[Point placement items]
[start]

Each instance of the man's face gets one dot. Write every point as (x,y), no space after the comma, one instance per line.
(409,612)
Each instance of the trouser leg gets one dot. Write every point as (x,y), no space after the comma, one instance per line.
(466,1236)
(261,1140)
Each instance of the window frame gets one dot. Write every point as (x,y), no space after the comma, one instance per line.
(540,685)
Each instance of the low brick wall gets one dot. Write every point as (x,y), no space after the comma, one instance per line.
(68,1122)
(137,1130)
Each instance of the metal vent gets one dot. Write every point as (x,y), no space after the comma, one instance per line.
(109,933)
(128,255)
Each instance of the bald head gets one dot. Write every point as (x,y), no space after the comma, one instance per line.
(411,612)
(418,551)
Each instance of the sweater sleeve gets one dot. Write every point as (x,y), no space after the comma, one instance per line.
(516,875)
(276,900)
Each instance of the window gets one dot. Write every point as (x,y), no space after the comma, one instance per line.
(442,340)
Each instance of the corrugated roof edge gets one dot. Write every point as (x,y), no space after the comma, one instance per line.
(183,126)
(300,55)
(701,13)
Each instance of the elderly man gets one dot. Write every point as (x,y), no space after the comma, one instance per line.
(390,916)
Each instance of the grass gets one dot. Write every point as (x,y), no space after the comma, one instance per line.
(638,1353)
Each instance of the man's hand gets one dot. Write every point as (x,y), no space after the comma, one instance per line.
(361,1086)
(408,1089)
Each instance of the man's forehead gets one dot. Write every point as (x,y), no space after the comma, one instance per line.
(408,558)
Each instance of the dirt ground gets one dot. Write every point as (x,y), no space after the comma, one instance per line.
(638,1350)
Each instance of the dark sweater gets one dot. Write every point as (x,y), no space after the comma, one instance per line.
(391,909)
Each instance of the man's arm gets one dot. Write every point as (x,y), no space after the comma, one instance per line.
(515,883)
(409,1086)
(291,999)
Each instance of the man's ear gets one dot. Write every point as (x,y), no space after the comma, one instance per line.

[end]

▶ **WRITTEN EXERCISE**
Rescale the coordinates in the items from the line with "Each instance of the man's forehead" through the end of the items, writing all of those lines again with their requests included. Multiply each coordinate in the answers by 2.05 and round to whole numbers, with halves rounded up.

▶ **RESPONSE**
Each instance of the man's forehead gets one dot. Write every point as (x,y), no space after the comma, one instance per line.
(836,1144)
Each instance of the dirt ground gets one dot. Write every point as (x,y), no space after the comma, one instance per line.
(1308,2768)
Each instance of the dark sweater gets one dot. Write every point as (x,y), no space after the comma, one instance per line.
(802,1863)
Each instance of the man's arm gets one dot. Write every point as (x,y), no space after the comma, one instance per line.
(1056,1810)
(838,2226)
(597,2048)
Each instance of the man's ear gets one dot. Write every point as (x,y), no space after the comma, one instance per line.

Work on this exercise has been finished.